◆ Your instructions: Every line of the data that contains the string "below" must be copied.

Top of Available data

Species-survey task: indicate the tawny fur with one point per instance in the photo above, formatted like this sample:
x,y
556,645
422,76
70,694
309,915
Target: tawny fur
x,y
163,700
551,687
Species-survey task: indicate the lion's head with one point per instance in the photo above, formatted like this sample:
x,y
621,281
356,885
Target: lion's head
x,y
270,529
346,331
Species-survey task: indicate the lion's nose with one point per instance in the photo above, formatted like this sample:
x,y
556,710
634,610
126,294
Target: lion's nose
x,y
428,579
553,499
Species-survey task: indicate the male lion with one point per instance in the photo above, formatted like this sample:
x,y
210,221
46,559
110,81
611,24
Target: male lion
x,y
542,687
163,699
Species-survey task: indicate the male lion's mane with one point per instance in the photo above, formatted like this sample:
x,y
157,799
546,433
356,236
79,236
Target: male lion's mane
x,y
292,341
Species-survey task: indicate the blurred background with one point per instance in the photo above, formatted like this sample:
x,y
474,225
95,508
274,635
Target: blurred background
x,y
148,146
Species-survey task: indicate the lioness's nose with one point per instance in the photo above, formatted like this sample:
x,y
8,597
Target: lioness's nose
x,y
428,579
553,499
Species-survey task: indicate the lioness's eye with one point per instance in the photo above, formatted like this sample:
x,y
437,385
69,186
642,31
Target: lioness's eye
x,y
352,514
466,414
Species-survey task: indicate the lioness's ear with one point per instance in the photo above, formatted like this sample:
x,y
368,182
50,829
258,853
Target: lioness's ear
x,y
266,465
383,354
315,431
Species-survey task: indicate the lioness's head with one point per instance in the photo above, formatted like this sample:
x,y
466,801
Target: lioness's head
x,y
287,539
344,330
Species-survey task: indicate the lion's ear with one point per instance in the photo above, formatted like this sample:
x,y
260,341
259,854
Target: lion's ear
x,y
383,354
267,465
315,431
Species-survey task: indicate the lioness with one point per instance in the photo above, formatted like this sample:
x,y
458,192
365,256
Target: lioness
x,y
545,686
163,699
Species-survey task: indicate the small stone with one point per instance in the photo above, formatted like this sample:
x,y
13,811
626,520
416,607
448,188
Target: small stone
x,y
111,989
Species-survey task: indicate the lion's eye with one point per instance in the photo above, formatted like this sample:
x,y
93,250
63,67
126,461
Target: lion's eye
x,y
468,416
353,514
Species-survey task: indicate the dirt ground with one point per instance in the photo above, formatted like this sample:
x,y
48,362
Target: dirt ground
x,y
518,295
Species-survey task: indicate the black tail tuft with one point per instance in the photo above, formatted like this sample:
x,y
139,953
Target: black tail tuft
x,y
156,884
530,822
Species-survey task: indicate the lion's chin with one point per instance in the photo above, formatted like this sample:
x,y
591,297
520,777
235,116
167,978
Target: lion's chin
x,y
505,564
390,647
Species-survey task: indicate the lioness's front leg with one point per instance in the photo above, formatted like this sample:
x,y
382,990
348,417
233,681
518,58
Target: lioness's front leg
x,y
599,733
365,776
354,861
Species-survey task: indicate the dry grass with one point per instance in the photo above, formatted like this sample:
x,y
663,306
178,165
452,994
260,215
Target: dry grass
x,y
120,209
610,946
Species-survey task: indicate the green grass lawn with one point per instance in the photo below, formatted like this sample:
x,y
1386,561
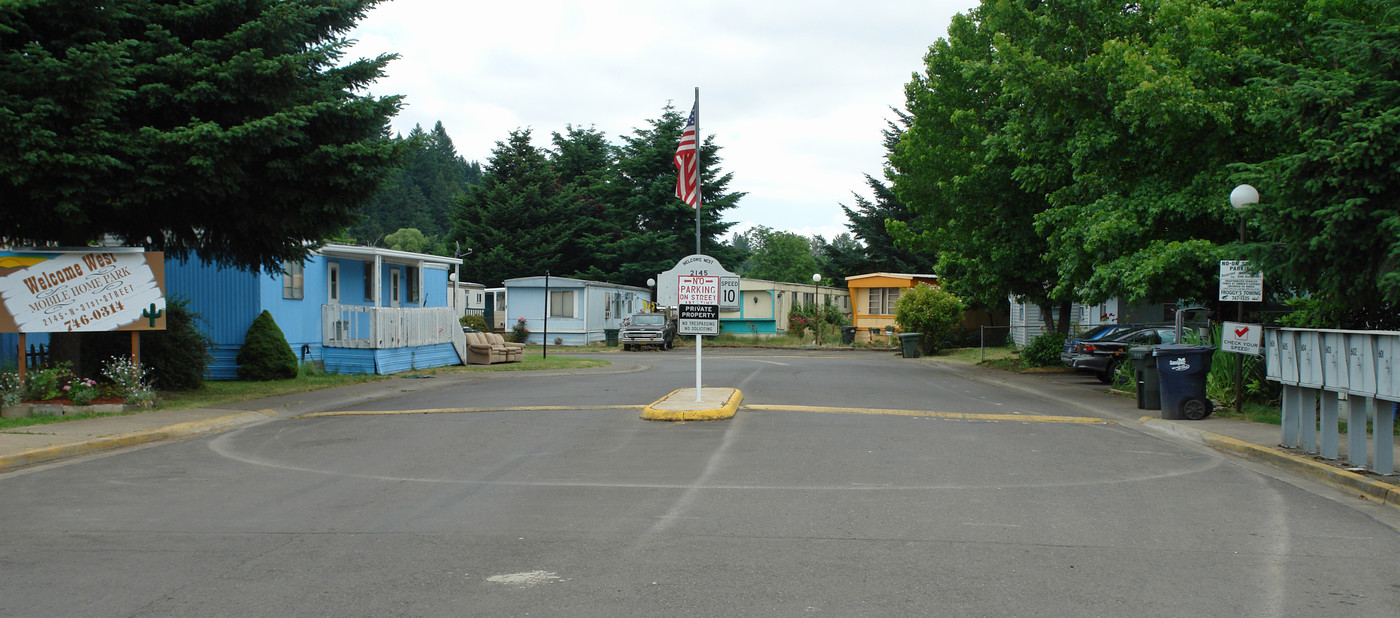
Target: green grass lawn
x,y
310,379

Bottom of Available data
Top of Available data

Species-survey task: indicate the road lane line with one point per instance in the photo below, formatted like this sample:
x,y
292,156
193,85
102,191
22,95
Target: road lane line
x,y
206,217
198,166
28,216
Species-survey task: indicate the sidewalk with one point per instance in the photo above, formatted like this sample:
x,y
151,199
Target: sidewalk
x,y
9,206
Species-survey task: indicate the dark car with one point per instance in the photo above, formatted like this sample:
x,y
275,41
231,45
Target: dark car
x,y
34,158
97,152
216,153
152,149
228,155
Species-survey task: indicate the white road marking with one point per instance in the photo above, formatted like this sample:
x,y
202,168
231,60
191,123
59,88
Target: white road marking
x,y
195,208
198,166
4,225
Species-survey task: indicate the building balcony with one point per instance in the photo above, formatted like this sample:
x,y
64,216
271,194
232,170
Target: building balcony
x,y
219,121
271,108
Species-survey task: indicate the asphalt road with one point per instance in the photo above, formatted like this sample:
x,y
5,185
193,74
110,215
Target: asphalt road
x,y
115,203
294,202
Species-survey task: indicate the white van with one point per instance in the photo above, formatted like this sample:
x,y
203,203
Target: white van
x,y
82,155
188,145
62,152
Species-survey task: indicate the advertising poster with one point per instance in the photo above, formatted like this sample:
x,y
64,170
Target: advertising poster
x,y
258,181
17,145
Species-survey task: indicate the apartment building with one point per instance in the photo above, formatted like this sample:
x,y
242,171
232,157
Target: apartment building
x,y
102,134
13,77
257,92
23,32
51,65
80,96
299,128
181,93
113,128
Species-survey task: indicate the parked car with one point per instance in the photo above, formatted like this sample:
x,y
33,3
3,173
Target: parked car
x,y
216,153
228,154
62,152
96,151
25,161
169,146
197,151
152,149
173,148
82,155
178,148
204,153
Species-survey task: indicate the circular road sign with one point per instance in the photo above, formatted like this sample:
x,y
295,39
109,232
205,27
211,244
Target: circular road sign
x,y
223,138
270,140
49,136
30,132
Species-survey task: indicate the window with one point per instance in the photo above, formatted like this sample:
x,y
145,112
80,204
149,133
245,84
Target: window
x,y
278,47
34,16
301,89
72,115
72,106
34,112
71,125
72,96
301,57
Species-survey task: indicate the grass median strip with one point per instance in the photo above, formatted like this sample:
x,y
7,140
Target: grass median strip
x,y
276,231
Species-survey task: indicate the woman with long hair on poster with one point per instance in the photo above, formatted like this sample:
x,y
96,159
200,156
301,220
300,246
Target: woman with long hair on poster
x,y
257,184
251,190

Bottom of Available data
Top of Available data

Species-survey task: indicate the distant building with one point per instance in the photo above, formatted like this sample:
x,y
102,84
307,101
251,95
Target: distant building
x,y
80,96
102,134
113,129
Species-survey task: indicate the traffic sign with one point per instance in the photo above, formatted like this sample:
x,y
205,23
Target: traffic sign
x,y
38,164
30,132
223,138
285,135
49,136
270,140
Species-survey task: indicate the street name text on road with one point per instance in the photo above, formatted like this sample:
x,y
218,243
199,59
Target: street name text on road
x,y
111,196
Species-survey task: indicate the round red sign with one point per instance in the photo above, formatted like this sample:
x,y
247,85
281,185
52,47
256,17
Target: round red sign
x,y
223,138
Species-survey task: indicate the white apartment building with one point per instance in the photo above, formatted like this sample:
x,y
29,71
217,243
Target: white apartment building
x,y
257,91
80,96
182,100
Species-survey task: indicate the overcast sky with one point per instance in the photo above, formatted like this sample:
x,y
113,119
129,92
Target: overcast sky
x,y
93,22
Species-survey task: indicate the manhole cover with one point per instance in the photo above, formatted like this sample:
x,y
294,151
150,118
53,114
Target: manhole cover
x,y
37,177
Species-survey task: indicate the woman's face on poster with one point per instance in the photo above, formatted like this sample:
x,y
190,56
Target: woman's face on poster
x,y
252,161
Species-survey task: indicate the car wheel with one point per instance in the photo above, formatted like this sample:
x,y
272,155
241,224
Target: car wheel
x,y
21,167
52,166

Bottom of Available data

◆ Your solution:
Species-survey task: indicate the green grass lawn with one point per instance in the photo below, formatted like this sample:
Species-survey task: indicate the road lane line with one point per instance in the photo below, formatted like this sample:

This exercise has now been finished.